EXERCISE REQUIREMENTS: Locate every line in the material below that contains the word "paper", and copy each of those lines.
-------- DATA PROVIDED
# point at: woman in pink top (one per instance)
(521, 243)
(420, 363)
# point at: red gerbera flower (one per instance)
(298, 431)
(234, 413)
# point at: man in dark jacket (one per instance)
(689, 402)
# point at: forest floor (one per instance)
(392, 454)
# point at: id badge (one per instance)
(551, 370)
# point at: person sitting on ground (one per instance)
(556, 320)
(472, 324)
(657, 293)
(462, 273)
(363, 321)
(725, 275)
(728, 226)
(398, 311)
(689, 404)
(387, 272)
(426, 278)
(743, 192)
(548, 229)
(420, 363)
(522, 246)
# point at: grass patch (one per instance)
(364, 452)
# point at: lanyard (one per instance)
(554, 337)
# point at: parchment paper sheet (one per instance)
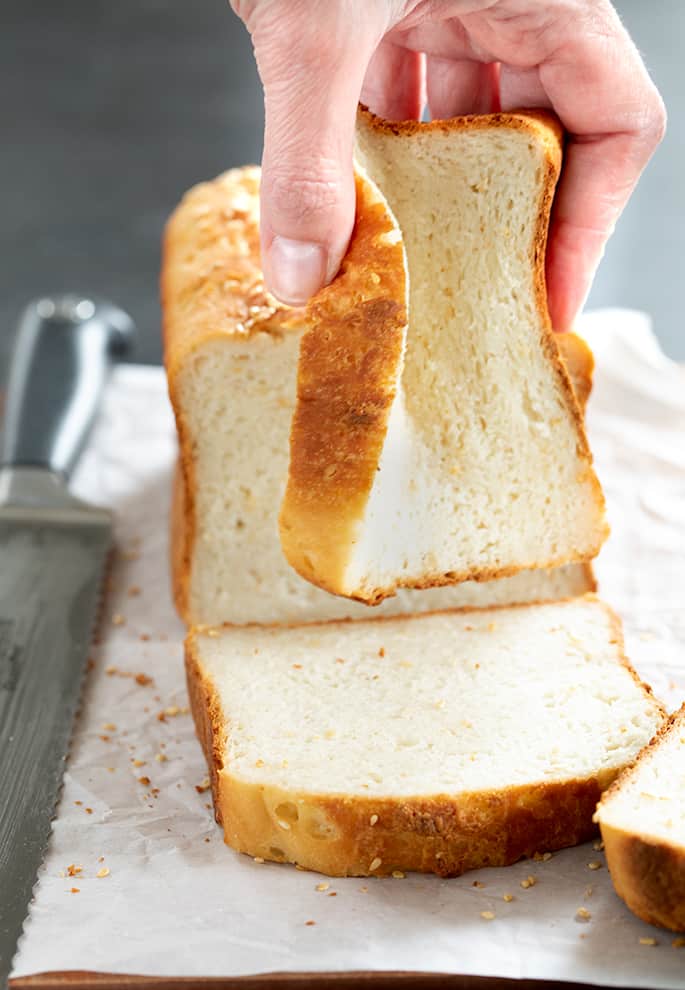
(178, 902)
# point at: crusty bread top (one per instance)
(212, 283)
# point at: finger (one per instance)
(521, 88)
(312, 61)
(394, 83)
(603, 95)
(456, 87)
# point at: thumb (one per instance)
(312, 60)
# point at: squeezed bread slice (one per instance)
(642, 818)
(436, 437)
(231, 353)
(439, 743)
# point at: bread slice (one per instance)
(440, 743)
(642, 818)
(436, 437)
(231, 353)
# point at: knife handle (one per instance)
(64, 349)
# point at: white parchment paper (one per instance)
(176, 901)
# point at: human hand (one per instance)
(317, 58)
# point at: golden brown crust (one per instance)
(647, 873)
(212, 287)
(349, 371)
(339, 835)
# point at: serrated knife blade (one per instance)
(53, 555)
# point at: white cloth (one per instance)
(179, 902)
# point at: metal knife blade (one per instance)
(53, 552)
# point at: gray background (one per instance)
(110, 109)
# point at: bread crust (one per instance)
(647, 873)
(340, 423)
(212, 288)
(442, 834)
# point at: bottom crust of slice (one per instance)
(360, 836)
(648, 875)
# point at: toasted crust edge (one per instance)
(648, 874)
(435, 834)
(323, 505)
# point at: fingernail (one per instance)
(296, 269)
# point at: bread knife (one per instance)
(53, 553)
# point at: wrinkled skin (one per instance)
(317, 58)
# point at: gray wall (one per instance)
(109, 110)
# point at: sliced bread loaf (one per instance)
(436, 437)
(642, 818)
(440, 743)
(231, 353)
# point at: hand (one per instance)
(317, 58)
----------------
-------- DATA PROVIDED
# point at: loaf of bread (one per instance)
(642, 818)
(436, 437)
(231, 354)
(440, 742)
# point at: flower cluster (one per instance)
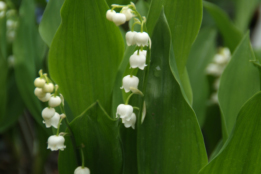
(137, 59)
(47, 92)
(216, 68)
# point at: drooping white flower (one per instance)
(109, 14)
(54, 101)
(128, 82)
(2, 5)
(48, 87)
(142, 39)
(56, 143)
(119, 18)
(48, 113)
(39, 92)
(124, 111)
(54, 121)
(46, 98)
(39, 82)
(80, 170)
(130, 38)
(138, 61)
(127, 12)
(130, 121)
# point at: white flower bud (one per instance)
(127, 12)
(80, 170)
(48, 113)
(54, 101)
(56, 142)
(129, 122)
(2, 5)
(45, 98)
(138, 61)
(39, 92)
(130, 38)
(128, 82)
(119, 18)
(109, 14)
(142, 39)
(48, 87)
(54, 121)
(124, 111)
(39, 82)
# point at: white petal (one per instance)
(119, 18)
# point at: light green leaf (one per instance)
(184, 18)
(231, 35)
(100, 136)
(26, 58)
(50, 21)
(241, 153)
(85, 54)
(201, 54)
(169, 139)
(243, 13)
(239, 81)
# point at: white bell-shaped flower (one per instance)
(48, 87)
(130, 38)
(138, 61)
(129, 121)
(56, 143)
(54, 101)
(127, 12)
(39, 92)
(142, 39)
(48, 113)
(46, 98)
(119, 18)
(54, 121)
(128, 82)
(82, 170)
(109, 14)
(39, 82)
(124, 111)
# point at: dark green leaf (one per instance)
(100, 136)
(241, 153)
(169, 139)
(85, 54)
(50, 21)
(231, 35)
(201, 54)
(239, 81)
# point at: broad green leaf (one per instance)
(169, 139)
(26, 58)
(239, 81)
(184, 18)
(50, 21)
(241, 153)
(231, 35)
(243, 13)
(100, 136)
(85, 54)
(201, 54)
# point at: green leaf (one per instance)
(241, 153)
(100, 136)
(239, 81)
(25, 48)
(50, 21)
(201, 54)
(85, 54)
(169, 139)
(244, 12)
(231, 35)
----------------
RIGHT ANSWER:
# point at: parchment paper sheet (one per instance)
# point at: white parchment paper (one per instance)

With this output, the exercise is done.